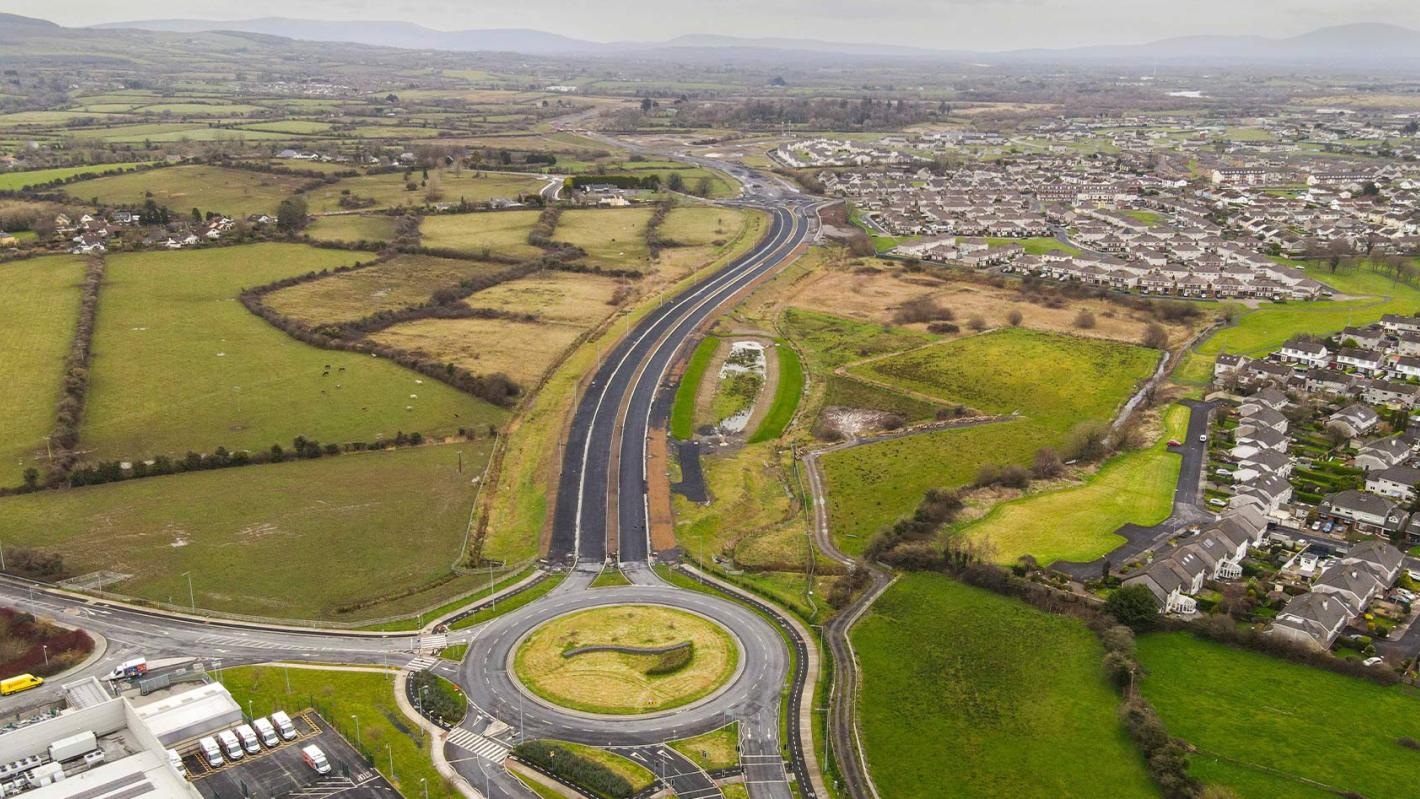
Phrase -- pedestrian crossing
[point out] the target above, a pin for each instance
(482, 747)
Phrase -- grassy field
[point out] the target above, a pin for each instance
(614, 239)
(957, 700)
(1057, 381)
(1079, 522)
(183, 188)
(1052, 381)
(341, 694)
(293, 539)
(352, 227)
(1263, 713)
(787, 393)
(683, 409)
(619, 683)
(181, 365)
(871, 486)
(494, 232)
(442, 186)
(40, 304)
(16, 180)
(398, 283)
(714, 750)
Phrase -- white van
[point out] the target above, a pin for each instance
(230, 745)
(210, 752)
(283, 723)
(266, 733)
(249, 740)
(315, 758)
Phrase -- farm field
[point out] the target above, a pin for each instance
(504, 233)
(871, 486)
(614, 239)
(875, 295)
(1057, 381)
(557, 297)
(181, 365)
(1278, 717)
(40, 305)
(398, 283)
(352, 227)
(294, 539)
(16, 180)
(519, 349)
(235, 192)
(1078, 522)
(391, 189)
(976, 693)
(340, 696)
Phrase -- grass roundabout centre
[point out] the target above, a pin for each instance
(626, 659)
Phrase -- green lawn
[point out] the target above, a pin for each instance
(181, 365)
(40, 304)
(787, 393)
(967, 693)
(871, 486)
(293, 539)
(1079, 522)
(1057, 381)
(384, 730)
(183, 188)
(16, 180)
(1037, 246)
(683, 408)
(1268, 713)
(352, 227)
(442, 186)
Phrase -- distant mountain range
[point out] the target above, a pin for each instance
(1355, 44)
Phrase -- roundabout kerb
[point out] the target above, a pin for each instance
(695, 697)
(489, 671)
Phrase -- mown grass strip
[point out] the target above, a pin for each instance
(785, 395)
(683, 410)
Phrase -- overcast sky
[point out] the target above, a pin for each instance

##########

Retype all the entries word for word; the pictures stay out.

Phrase -- pedestrian crossing
[point out] the target above, a pin for each instance
(482, 747)
Phrase -- grassy field
[point out] the target above, a pin for each instance
(614, 239)
(957, 700)
(1057, 381)
(1079, 522)
(183, 188)
(1052, 381)
(341, 694)
(293, 539)
(352, 227)
(1263, 713)
(787, 393)
(683, 409)
(619, 683)
(181, 365)
(871, 486)
(494, 232)
(442, 186)
(40, 304)
(16, 180)
(398, 283)
(714, 750)
Phrase -- white van
[point out] the target above, a pin for each instance
(230, 745)
(210, 752)
(283, 723)
(266, 733)
(249, 740)
(315, 758)
Phrase -- farm field
[point out] the target above, a pin for each instance
(504, 233)
(871, 486)
(614, 239)
(875, 295)
(1057, 381)
(557, 297)
(181, 365)
(1278, 717)
(40, 305)
(398, 283)
(352, 227)
(294, 539)
(16, 180)
(519, 349)
(235, 192)
(1078, 522)
(391, 189)
(976, 693)
(340, 696)
Phrase -- grass roundabout centre
[point out] the target above, a pin for each instance
(626, 659)
Phrase -- green lawn
[point out] the target above, a pin for each instance
(181, 365)
(40, 304)
(787, 393)
(967, 693)
(871, 486)
(293, 539)
(1079, 522)
(1057, 381)
(384, 730)
(183, 188)
(16, 180)
(1037, 246)
(683, 408)
(1268, 713)
(352, 227)
(442, 186)
Phrase -- distant mountain range
[point out] the target above, a pin for each instance
(1355, 44)
Phrase -- roundabout kerb
[point out] the target above, a pin for each instance
(695, 697)
(489, 671)
Phrase -- mown grass strip
[point out] the target above, a pin for each instance
(785, 395)
(683, 410)
Phrase -- overcast sky
[point out] the target above, a pin for each instance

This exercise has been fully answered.